Work required:
Exactly reproduce the lines from the line that has "The response SHOULD carry one point per instance of the pink" down to the last line of the entries, inclusive.

--- begin Exercise inputs ---

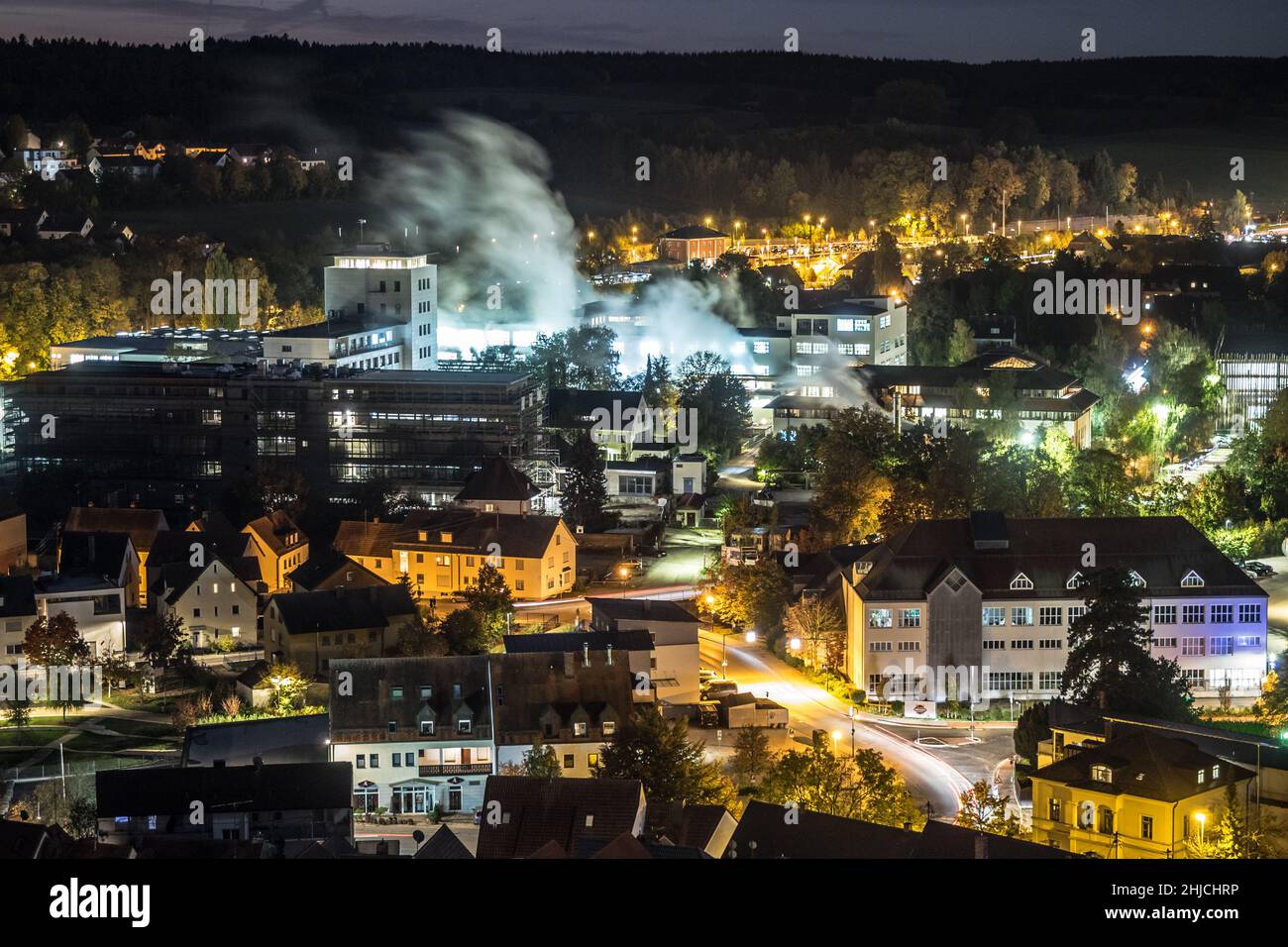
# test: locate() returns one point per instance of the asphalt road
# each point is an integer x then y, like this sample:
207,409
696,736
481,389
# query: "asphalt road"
927,776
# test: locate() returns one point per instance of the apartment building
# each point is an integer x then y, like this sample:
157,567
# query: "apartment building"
984,605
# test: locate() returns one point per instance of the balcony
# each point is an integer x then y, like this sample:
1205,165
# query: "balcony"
458,770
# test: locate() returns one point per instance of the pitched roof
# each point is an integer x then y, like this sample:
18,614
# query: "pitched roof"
497,479
557,813
323,565
1145,764
575,642
142,526
518,535
456,684
529,688
1162,549
642,609
223,789
445,844
342,609
275,531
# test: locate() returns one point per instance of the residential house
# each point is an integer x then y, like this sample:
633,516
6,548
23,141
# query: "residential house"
141,525
279,547
215,599
1141,795
988,600
416,729
443,551
312,629
574,702
674,674
526,817
17,612
269,802
330,569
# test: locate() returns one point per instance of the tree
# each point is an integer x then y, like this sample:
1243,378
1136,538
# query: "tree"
1231,836
820,626
859,787
1109,665
984,812
660,755
287,688
465,633
751,757
489,598
55,643
1030,729
541,762
585,492
161,638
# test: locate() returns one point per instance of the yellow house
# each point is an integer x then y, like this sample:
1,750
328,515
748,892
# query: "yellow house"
441,552
1134,796
279,545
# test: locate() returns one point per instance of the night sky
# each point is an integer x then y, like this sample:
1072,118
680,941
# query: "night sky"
961,30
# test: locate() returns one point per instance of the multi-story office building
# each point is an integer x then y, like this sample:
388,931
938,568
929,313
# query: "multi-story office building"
1000,385
381,313
171,436
983,605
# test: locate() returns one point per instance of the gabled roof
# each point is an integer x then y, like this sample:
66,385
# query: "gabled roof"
223,789
558,813
1144,764
445,844
342,609
275,531
497,479
141,525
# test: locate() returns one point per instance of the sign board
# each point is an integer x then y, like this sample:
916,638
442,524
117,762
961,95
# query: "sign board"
919,710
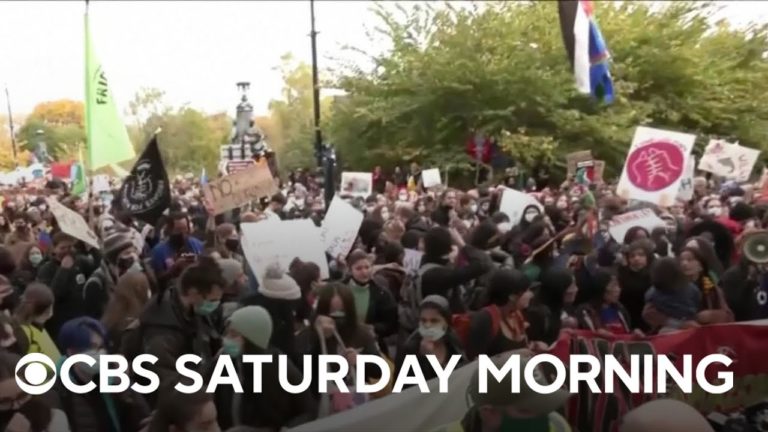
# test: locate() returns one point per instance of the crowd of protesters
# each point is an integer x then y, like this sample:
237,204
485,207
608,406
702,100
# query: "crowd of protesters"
484,284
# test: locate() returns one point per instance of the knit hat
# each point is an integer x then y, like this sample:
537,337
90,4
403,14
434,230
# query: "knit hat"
278,285
499,394
254,324
439,303
115,243
231,269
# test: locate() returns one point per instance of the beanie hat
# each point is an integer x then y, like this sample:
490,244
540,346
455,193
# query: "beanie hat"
115,244
231,269
254,324
278,285
439,303
742,212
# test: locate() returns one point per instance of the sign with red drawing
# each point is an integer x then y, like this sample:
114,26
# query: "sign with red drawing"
655,165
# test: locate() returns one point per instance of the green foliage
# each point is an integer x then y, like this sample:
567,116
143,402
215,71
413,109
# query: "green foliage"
292,116
501,68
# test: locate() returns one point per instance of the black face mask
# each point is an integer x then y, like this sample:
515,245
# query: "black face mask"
232,245
176,240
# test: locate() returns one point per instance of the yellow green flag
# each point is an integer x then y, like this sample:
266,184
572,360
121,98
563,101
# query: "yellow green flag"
108,141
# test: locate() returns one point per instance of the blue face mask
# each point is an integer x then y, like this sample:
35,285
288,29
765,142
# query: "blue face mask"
206,307
231,348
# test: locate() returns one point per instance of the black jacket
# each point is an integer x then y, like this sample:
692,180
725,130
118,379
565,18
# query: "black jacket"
68,288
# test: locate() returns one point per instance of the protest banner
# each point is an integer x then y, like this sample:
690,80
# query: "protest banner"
241,187
685,192
573,159
356,184
514,202
622,223
72,224
281,242
340,227
586,411
655,165
431,178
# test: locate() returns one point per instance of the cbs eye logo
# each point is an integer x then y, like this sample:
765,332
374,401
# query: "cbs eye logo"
39,374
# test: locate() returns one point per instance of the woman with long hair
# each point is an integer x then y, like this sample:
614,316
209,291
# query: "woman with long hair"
131,294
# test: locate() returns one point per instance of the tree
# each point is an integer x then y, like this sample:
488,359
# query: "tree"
291,117
501,68
63,126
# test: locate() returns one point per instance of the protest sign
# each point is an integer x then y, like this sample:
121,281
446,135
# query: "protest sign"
622,223
357,184
72,224
514,202
241,187
685,192
655,165
281,242
340,227
431,178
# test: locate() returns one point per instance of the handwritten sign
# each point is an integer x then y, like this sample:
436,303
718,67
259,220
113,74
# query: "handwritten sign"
513,204
71,223
340,227
622,223
431,178
655,165
685,192
234,190
281,242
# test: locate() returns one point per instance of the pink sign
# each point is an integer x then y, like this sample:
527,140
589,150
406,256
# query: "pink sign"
655,165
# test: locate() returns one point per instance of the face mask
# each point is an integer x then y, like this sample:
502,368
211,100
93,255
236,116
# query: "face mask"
206,307
231,347
35,259
232,245
432,333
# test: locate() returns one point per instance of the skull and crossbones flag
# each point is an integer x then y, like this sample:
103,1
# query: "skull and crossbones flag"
586,49
146,192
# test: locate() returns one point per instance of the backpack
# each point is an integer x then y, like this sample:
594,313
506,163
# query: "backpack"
410,295
460,323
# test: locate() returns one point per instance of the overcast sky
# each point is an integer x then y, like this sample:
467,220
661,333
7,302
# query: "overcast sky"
195,51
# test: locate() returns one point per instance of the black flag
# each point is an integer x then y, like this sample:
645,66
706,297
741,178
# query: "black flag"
146,192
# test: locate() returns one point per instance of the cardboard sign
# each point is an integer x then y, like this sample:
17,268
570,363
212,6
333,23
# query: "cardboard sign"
72,224
655,166
514,203
340,227
622,223
357,184
573,159
685,192
234,190
281,242
431,178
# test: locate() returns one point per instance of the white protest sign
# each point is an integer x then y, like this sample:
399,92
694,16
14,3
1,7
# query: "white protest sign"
239,188
622,223
101,184
71,223
685,192
340,227
357,184
514,202
268,242
431,178
655,165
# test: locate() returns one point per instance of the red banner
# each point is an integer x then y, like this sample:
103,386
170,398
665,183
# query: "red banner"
743,343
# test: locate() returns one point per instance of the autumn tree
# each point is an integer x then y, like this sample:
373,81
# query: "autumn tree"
501,68
291,118
62,125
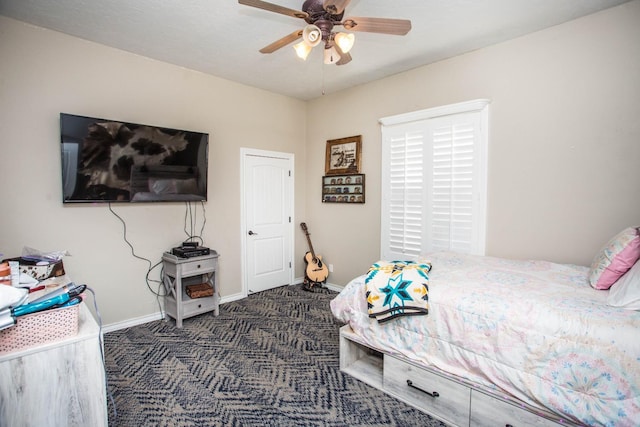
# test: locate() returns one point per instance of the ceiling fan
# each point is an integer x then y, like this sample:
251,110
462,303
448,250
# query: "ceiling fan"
321,17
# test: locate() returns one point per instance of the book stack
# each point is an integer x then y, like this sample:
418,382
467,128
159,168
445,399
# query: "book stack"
200,290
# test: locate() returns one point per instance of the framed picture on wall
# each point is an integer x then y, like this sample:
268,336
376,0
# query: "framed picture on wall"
343,155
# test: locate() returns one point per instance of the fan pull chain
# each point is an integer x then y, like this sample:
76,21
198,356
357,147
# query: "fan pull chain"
322,71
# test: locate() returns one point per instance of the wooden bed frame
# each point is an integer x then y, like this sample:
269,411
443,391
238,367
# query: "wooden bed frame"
448,398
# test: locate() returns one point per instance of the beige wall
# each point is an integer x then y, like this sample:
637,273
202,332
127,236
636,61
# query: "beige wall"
563,155
564,149
43,73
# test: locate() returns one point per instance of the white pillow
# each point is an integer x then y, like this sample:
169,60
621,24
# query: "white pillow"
625,293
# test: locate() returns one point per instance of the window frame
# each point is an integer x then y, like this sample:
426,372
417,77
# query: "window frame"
391,127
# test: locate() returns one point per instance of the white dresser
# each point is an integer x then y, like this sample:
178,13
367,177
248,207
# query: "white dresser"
61,383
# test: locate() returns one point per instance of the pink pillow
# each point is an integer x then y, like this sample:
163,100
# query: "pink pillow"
615,259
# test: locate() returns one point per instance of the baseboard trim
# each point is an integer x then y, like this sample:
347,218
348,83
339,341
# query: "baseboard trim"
159,316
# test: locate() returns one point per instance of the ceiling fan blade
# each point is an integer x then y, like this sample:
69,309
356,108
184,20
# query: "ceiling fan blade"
335,7
345,58
274,8
398,27
282,42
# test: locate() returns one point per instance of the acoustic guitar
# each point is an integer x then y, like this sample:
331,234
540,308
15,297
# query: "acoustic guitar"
316,271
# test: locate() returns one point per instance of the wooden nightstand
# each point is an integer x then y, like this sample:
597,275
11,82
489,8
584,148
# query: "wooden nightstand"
181,272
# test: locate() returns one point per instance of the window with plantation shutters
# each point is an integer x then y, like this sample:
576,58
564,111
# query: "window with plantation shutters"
434,181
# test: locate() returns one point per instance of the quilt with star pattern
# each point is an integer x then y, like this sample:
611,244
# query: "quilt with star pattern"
531,330
397,288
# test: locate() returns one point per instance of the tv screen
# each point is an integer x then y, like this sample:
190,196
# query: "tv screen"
114,161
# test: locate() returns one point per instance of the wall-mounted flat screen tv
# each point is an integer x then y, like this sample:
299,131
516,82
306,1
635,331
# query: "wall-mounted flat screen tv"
114,161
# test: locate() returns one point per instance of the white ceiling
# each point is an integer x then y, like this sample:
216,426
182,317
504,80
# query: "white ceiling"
222,37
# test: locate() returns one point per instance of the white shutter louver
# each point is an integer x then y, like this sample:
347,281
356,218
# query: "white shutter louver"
406,187
452,191
434,181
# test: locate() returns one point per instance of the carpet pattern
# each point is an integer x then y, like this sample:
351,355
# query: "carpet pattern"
271,359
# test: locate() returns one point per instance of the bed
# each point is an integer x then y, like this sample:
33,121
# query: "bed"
531,341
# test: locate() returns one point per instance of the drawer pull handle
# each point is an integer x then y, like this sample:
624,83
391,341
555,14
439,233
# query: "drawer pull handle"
434,394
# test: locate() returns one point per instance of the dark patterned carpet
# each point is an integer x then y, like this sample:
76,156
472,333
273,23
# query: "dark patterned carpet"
268,360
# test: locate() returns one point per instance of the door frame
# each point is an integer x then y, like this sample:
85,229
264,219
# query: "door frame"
290,157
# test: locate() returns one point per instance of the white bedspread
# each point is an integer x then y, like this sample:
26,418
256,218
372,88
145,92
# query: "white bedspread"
534,330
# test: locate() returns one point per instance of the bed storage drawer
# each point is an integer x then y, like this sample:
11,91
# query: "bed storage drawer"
487,411
427,391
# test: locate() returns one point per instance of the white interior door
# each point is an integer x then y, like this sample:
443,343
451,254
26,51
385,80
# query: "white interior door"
268,215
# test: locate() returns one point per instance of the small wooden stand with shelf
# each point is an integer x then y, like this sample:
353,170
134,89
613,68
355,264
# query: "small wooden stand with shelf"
343,188
178,273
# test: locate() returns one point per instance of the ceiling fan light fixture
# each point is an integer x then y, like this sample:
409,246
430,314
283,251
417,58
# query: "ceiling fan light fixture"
331,55
312,35
302,50
345,41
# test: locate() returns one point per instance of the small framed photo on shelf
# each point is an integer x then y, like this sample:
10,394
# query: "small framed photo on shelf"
343,156
343,188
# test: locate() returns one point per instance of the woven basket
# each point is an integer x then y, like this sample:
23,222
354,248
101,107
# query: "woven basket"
40,328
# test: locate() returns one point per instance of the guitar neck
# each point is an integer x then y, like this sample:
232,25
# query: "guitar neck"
313,254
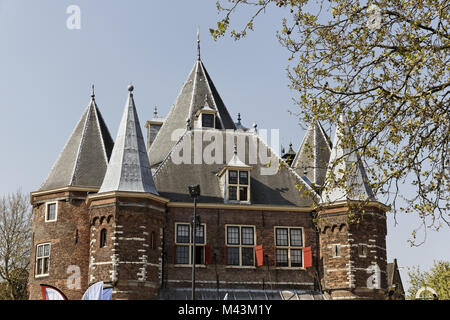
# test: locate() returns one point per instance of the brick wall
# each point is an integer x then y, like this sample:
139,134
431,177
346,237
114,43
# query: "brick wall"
69,239
362,250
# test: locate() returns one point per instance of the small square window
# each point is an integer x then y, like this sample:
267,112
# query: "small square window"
247,257
51,212
233,235
233,256
247,236
282,257
208,120
243,191
232,193
232,177
183,233
336,250
182,254
282,237
296,237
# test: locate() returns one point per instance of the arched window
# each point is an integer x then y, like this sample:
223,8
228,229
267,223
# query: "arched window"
103,238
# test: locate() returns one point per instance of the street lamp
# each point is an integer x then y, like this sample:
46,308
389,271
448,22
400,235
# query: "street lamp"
194,192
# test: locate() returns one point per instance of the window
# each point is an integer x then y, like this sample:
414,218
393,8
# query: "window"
103,238
240,245
208,120
42,259
289,247
184,244
362,249
238,185
336,250
51,211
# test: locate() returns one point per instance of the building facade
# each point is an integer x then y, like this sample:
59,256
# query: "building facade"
120,212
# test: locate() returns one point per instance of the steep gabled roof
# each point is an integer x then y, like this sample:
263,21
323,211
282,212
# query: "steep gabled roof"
129,169
191,98
313,156
84,159
346,160
173,177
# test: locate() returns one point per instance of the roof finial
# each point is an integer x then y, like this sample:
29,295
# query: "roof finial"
130,89
198,43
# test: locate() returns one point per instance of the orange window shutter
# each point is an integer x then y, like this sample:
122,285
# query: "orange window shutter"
259,255
207,254
307,256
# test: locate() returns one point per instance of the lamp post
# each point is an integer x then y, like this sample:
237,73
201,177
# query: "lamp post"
194,192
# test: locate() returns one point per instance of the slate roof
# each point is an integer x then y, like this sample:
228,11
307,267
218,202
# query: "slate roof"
191,98
129,168
313,154
84,159
173,176
357,184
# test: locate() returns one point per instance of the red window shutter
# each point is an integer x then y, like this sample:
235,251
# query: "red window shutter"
307,257
225,260
259,255
207,254
174,254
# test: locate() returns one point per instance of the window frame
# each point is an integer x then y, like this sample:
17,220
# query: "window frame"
189,244
41,260
105,244
47,204
336,253
240,245
201,119
289,247
237,185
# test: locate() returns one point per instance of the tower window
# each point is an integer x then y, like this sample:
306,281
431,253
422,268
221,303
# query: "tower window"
336,250
184,244
240,245
289,247
103,235
208,120
42,259
51,211
238,185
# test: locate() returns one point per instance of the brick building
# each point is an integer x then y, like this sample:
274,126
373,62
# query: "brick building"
120,212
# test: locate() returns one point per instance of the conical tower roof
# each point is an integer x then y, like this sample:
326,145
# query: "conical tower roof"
313,155
197,87
84,159
129,169
346,160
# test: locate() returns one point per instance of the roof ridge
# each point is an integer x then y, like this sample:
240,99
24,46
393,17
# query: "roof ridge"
62,152
80,146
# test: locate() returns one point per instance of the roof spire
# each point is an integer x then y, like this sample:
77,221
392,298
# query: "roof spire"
198,43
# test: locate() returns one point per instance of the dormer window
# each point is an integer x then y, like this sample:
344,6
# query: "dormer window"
206,117
208,120
235,177
238,185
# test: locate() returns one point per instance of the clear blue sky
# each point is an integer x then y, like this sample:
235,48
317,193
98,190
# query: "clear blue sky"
46,71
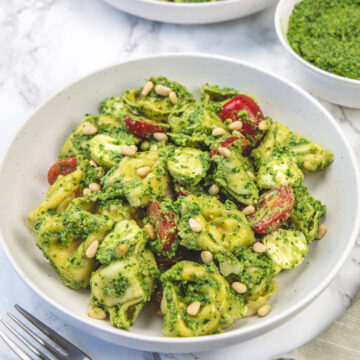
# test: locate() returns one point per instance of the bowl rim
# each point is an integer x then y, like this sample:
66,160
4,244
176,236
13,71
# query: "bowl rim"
250,329
278,23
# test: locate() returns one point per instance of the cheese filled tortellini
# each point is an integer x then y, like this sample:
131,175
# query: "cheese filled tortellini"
123,287
192,204
197,300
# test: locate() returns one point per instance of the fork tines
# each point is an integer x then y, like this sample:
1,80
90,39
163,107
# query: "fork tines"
67,349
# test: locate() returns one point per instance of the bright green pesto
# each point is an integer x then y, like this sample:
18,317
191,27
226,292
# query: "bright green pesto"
326,33
70,221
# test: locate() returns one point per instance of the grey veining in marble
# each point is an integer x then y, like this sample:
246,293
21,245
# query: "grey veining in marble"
45,44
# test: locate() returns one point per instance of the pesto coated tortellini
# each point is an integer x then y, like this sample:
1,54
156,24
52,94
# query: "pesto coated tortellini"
187,283
123,287
210,192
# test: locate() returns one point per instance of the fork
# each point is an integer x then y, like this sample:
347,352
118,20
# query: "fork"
68,351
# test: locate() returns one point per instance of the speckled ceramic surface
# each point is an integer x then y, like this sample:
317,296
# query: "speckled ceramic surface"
190,13
27,162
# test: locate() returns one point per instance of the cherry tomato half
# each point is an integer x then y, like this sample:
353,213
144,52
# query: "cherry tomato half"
228,142
62,167
143,128
273,209
238,103
164,224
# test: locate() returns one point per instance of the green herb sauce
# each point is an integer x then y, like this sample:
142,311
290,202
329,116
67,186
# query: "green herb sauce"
326,33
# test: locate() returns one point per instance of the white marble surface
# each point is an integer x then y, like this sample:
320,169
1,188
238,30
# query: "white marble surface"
45,44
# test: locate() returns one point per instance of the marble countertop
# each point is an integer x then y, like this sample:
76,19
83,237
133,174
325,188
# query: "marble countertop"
48,43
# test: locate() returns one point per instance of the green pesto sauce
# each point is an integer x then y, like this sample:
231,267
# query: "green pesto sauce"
326,33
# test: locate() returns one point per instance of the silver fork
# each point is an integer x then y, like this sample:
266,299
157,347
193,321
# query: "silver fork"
68,350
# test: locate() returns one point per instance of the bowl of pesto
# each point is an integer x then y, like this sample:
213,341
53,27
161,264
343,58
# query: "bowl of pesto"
190,11
175,203
323,36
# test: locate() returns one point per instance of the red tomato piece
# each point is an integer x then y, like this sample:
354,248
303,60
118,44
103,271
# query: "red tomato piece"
143,128
238,103
273,209
62,167
228,142
165,224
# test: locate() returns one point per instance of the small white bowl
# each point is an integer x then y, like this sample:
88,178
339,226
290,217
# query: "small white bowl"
331,87
37,145
190,13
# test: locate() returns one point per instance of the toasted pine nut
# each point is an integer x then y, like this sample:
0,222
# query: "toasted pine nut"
321,231
248,210
143,171
236,125
224,151
94,187
147,88
93,163
162,90
89,129
194,225
92,249
173,98
207,257
239,287
160,137
145,145
193,308
121,250
263,125
259,247
251,174
127,150
97,313
149,229
213,189
218,132
86,192
264,310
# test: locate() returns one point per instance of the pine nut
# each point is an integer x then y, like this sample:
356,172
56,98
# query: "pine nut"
89,129
259,247
251,174
143,171
145,145
147,88
207,257
236,125
239,287
93,163
248,210
127,150
150,230
321,231
218,132
213,189
173,98
263,125
193,308
86,192
121,250
160,137
264,310
97,313
195,226
93,187
92,249
224,151
162,90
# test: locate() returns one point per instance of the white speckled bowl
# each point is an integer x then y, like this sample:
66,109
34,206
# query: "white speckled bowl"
35,148
331,87
190,13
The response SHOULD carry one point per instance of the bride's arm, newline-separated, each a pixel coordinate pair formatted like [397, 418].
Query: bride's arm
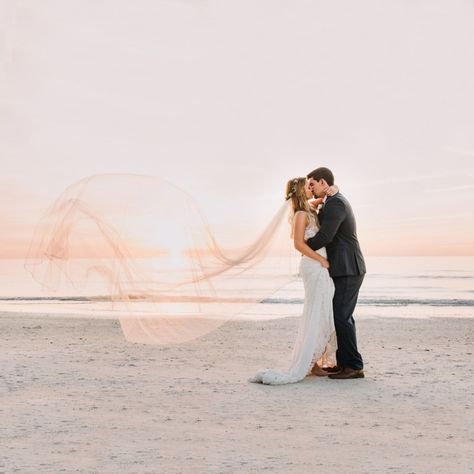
[331, 191]
[299, 226]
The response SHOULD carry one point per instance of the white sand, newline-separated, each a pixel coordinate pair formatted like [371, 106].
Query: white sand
[75, 397]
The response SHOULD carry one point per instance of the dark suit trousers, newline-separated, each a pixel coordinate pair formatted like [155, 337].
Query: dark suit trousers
[344, 302]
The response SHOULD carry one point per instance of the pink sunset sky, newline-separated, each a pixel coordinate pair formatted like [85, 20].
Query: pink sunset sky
[229, 99]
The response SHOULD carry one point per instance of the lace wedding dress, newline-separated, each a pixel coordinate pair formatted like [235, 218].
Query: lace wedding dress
[316, 338]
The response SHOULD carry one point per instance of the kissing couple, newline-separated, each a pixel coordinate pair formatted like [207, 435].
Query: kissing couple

--- end Exercise inputs ---

Final result:
The response SHOULD carry one point per instance of the pink sunset sky, newline-separated, each a pixel coordinate pair formatted like [85, 20].
Query: pink sunset sky
[229, 99]
The response SHOULD carry one point per instance of the lace wedding dress, newline-separated, each a pixel coordinate pair formatted like [235, 218].
Query: lace wedding dress
[316, 338]
The response SHOULD carry one point per instance of the kissing couple, newline-separated, each a pixel coordinate pair formatted like [207, 435].
Query: kissing couple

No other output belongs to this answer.